## ASSIGNED TASK
No pictures are to be included when the entries below are reproduced exactly.

___ DATA IN THIS EXERCISE

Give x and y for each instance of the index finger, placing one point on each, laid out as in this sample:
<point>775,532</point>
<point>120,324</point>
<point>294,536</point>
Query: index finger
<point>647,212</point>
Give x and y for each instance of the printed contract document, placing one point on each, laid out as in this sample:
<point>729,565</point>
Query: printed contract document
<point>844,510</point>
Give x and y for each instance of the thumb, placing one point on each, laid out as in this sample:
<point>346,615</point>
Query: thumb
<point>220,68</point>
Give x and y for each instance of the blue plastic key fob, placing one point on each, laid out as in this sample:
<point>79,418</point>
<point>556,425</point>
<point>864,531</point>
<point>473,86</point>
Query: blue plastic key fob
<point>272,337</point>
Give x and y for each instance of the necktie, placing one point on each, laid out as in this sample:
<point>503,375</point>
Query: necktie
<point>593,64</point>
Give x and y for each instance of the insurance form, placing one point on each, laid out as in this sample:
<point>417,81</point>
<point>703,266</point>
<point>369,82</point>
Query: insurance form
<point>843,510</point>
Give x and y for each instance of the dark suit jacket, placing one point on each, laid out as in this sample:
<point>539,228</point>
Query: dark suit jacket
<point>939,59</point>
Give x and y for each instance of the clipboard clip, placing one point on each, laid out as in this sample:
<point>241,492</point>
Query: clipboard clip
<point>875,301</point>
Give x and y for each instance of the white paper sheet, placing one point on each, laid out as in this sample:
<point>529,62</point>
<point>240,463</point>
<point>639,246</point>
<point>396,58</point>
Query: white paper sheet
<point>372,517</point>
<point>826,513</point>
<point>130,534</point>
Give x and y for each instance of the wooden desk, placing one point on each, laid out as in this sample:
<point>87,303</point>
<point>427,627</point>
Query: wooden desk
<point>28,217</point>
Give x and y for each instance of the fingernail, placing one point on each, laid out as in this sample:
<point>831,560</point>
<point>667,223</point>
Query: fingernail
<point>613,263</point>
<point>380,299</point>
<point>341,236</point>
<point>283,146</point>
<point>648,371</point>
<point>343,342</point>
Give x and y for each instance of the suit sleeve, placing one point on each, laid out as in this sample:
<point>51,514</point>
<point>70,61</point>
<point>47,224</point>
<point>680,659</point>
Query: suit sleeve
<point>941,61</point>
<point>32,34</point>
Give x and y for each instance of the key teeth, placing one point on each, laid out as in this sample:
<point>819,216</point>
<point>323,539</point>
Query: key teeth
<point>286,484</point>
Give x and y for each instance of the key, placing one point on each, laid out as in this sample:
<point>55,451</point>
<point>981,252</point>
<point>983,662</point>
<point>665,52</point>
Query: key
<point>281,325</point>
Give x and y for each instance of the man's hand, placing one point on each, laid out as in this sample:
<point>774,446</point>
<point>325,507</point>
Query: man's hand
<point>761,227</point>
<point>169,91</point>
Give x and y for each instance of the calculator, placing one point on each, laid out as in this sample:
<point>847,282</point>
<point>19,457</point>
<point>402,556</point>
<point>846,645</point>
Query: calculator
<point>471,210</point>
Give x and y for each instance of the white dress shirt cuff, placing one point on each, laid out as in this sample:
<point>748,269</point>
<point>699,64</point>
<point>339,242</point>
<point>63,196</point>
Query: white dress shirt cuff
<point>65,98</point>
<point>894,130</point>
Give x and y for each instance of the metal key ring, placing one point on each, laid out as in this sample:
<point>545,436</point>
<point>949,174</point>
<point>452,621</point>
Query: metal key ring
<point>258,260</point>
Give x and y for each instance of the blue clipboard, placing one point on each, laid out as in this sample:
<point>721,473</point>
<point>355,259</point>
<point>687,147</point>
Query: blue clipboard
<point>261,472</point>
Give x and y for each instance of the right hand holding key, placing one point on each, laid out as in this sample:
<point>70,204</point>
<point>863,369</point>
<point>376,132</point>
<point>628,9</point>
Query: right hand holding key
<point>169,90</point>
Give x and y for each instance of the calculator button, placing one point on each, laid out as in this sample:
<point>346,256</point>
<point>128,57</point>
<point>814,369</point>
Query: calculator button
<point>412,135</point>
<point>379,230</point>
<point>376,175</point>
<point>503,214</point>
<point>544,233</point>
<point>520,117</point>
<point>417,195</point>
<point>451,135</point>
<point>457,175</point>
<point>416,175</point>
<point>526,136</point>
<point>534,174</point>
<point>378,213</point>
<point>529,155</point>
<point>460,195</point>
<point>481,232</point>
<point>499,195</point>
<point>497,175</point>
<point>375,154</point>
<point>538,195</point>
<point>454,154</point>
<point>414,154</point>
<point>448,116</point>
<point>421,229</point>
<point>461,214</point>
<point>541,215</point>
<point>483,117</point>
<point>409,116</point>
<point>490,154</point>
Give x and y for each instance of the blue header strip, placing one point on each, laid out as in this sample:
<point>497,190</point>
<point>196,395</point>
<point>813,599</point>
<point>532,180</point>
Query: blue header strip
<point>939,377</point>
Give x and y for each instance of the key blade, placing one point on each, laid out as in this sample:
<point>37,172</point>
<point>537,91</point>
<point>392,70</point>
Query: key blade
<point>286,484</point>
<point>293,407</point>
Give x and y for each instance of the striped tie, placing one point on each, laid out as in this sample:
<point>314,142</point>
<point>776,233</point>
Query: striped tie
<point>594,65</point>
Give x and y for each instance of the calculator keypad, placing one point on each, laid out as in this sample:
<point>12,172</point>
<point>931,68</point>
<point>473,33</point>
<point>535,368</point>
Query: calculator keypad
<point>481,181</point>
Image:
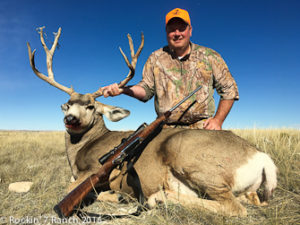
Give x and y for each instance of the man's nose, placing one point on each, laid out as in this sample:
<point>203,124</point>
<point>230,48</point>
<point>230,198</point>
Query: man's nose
<point>177,32</point>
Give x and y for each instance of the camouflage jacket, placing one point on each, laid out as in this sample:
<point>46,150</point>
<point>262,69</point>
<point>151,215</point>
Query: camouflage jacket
<point>170,80</point>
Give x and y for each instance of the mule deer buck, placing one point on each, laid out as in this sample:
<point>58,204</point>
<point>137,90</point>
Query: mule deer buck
<point>179,165</point>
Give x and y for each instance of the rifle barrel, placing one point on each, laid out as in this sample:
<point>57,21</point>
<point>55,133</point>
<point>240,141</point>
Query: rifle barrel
<point>187,97</point>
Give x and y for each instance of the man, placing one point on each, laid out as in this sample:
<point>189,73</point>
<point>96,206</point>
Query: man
<point>173,71</point>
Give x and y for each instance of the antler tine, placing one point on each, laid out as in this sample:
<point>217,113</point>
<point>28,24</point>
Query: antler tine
<point>131,66</point>
<point>49,56</point>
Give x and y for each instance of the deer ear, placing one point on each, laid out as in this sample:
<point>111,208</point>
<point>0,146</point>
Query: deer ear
<point>111,112</point>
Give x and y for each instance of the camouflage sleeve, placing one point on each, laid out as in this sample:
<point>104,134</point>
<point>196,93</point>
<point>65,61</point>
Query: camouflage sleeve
<point>223,80</point>
<point>148,79</point>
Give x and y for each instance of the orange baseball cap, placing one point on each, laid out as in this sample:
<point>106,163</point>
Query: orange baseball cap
<point>179,13</point>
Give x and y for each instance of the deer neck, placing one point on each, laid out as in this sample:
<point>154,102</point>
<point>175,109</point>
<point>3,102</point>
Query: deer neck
<point>76,143</point>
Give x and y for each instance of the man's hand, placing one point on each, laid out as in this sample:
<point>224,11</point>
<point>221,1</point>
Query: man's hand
<point>212,124</point>
<point>215,123</point>
<point>111,90</point>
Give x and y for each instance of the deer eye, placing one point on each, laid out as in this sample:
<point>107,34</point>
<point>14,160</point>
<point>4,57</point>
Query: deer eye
<point>90,107</point>
<point>65,106</point>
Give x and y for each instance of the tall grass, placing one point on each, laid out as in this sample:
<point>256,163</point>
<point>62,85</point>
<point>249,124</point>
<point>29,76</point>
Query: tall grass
<point>40,157</point>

______

## EXPECTED ANSWER
Give x and y for each instance of the index finger, placing one point on each, laid out as in this sample:
<point>775,532</point>
<point>120,324</point>
<point>294,536</point>
Query: index finger
<point>647,212</point>
Give x and y for each instance of the printed contract document, placing one point on each, laid out as in this sample:
<point>729,565</point>
Query: printed contract document
<point>844,510</point>
Give x and y for each instance of the thumb, placing one point on each, laid out as in this sample:
<point>346,615</point>
Query: thumb
<point>220,68</point>
Give x and y for each instance of the blue plastic key fob, placing one point on each, laid out as in this sample:
<point>79,418</point>
<point>556,425</point>
<point>864,531</point>
<point>473,86</point>
Query: blue plastic key fob
<point>272,337</point>
Give x and y for each instance of the necktie, placing one point on each, laid out as in this sample:
<point>503,375</point>
Query: necktie
<point>593,64</point>
Give x and y for each instance of the insurance form, placing one point on each, laid out as in this sample:
<point>417,81</point>
<point>703,266</point>
<point>369,82</point>
Query: insurance form
<point>843,510</point>
Give x and y for each instance of the dark suit jacket, placing one point on each, laid out as in this sample:
<point>539,228</point>
Query: dark suit jacket
<point>939,59</point>
Give x and y for each instance of the clipboard clip, placing one point on each, laid out as in this sample:
<point>241,492</point>
Query: clipboard clip
<point>875,301</point>
Give x and y for each instance of the white paper sheet, placing one point on each, laid out as in this sample:
<point>529,62</point>
<point>240,463</point>
<point>639,246</point>
<point>396,58</point>
Query: white paper sheet
<point>372,517</point>
<point>826,513</point>
<point>130,534</point>
Give x and y for each instance of the wooden desk, placing one point on each, laid out as in this sample:
<point>87,303</point>
<point>427,627</point>
Query: wooden desk
<point>28,217</point>
Give x and y for each instance of the fingernail, placing one point on each, laid out as in this sample:
<point>831,560</point>
<point>667,223</point>
Query: fingernail
<point>613,263</point>
<point>380,299</point>
<point>341,236</point>
<point>283,146</point>
<point>648,371</point>
<point>343,342</point>
Give x and y for each instance of the suit sleeve, placing one point on each, laid out as in this sample:
<point>51,514</point>
<point>70,61</point>
<point>47,224</point>
<point>680,659</point>
Query: suit sleeve
<point>941,61</point>
<point>32,34</point>
Give x and y for each instance of the key teeth, placing one point on each, laid out as in this sample:
<point>819,216</point>
<point>323,539</point>
Query: key teeth
<point>286,484</point>
Give x and y for each instance of the key, placing one point on each, laid out as in this sample:
<point>55,451</point>
<point>981,252</point>
<point>983,662</point>
<point>665,52</point>
Query: key
<point>281,325</point>
Give x and y for each instance of the man's hand, placing one point on each, laid out as in this sample:
<point>774,446</point>
<point>325,507</point>
Query: man's hand
<point>761,227</point>
<point>169,91</point>
Give x and y for each instance of the calculator, placing one point on each, laid out as in this sample:
<point>847,282</point>
<point>19,457</point>
<point>402,556</point>
<point>846,645</point>
Query: calculator
<point>471,210</point>
Give x and y for each instance of the white dress shirt cuff, placing one point on each, laid out as in this sample:
<point>748,269</point>
<point>699,64</point>
<point>339,242</point>
<point>63,196</point>
Query: white dress shirt cuff
<point>65,98</point>
<point>894,130</point>
Give x and y for each instance of the metal key ring, placing one point on each, laid out as in this sample:
<point>545,436</point>
<point>949,174</point>
<point>452,621</point>
Query: metal key ring
<point>258,260</point>
Give x and y for each instance of the blue clipboard, placing one point on each, laid out as in this sample:
<point>721,473</point>
<point>355,259</point>
<point>687,147</point>
Query: blue clipboard
<point>261,472</point>
Give x and y for each instance of the right hand holding key, placing one point on each, laid out as in this sample:
<point>70,204</point>
<point>863,369</point>
<point>376,132</point>
<point>628,9</point>
Query: right hand holding key
<point>169,90</point>
Give x and y for each instance of the calculator button, placing one point on each, laid out as in this sample:
<point>346,256</point>
<point>128,57</point>
<point>814,369</point>
Query: calculator button
<point>412,135</point>
<point>379,230</point>
<point>376,175</point>
<point>503,214</point>
<point>544,233</point>
<point>520,117</point>
<point>417,195</point>
<point>451,135</point>
<point>457,175</point>
<point>416,175</point>
<point>526,136</point>
<point>534,174</point>
<point>378,213</point>
<point>529,155</point>
<point>460,195</point>
<point>481,232</point>
<point>499,195</point>
<point>497,175</point>
<point>375,154</point>
<point>538,195</point>
<point>454,154</point>
<point>414,154</point>
<point>448,116</point>
<point>421,229</point>
<point>461,214</point>
<point>541,215</point>
<point>483,117</point>
<point>409,116</point>
<point>490,154</point>
Give x and y for each instance of the blue header strip, placing one point on each, laid out as in this sample:
<point>497,190</point>
<point>196,395</point>
<point>813,599</point>
<point>532,180</point>
Query: blue header strip
<point>939,377</point>
Give x and y for each instance of the key blade, placing one point on each, laid out as in this sample:
<point>37,172</point>
<point>537,91</point>
<point>392,70</point>
Query: key blade
<point>286,484</point>
<point>293,407</point>
Give x and y for each instance of the striped tie, placing one point on each, laid out as in this sample:
<point>314,142</point>
<point>776,233</point>
Query: striped tie
<point>594,65</point>
Give x and y for each instance of the calculator keypad, placing one point on each, laid out as in this sample:
<point>12,172</point>
<point>931,68</point>
<point>473,33</point>
<point>535,368</point>
Query: calculator keypad
<point>481,181</point>
Image:
Give x and y for each instance of the man's nose, placing one point on each, laid out as in this sample:
<point>203,124</point>
<point>230,48</point>
<point>230,198</point>
Query: man's nose
<point>177,32</point>
Give x and y for each instance of the camouflage jacket, placing one point on each, laid out as in this sample:
<point>46,150</point>
<point>262,69</point>
<point>151,215</point>
Query: camouflage jacket
<point>170,80</point>
Give x and y for each instance of the mule deer buck, placing one point on each, laid out as in this sample:
<point>58,204</point>
<point>137,90</point>
Query: mule deer buck
<point>179,165</point>
Give x and y for each instance of the rifle barrel, placing one point on each, laid out as in this sample:
<point>57,21</point>
<point>55,133</point>
<point>240,141</point>
Query: rifle barrel
<point>187,97</point>
Give x and y for each instance of the man, placing one point on each, laid out as in this sample:
<point>189,73</point>
<point>96,206</point>
Query: man
<point>173,71</point>
Give x and y for each instance of the antler tine, placing one point on each, laid out as in this sample:
<point>217,113</point>
<point>28,24</point>
Query: antler tine
<point>131,66</point>
<point>49,56</point>
Give x and y for each instance of the deer ear, placing one point on each, laid out as in this sample:
<point>111,208</point>
<point>0,146</point>
Query: deer ear
<point>111,112</point>
Give x and y for each instance of the camouflage sleeve, placing one point on each, laid out as in this sample:
<point>104,134</point>
<point>196,93</point>
<point>65,61</point>
Query: camouflage sleeve
<point>223,80</point>
<point>148,79</point>
Give x and y for each instance of the orange baseball cap, placing one point on each, laid out as in this sample:
<point>106,163</point>
Query: orange baseball cap
<point>179,13</point>
Give x and y for each instance of the deer neck, placing one point on each, laid out as in this sample:
<point>154,102</point>
<point>175,109</point>
<point>3,102</point>
Query: deer neck
<point>76,143</point>
Give x and y for each instance of the man's hand, placing one point on each, laid out as in this sample:
<point>224,11</point>
<point>221,1</point>
Query: man's hand
<point>212,124</point>
<point>215,123</point>
<point>111,90</point>
Give x and y for each instance of the deer eye, placing one point on each, laid out as in this sample:
<point>107,34</point>
<point>14,160</point>
<point>4,57</point>
Query: deer eye
<point>90,107</point>
<point>65,106</point>
Give x and y for each instance of the tall grass, placing one point on each, laid out as in this sample:
<point>256,163</point>
<point>62,85</point>
<point>249,124</point>
<point>29,76</point>
Query: tall grass
<point>40,157</point>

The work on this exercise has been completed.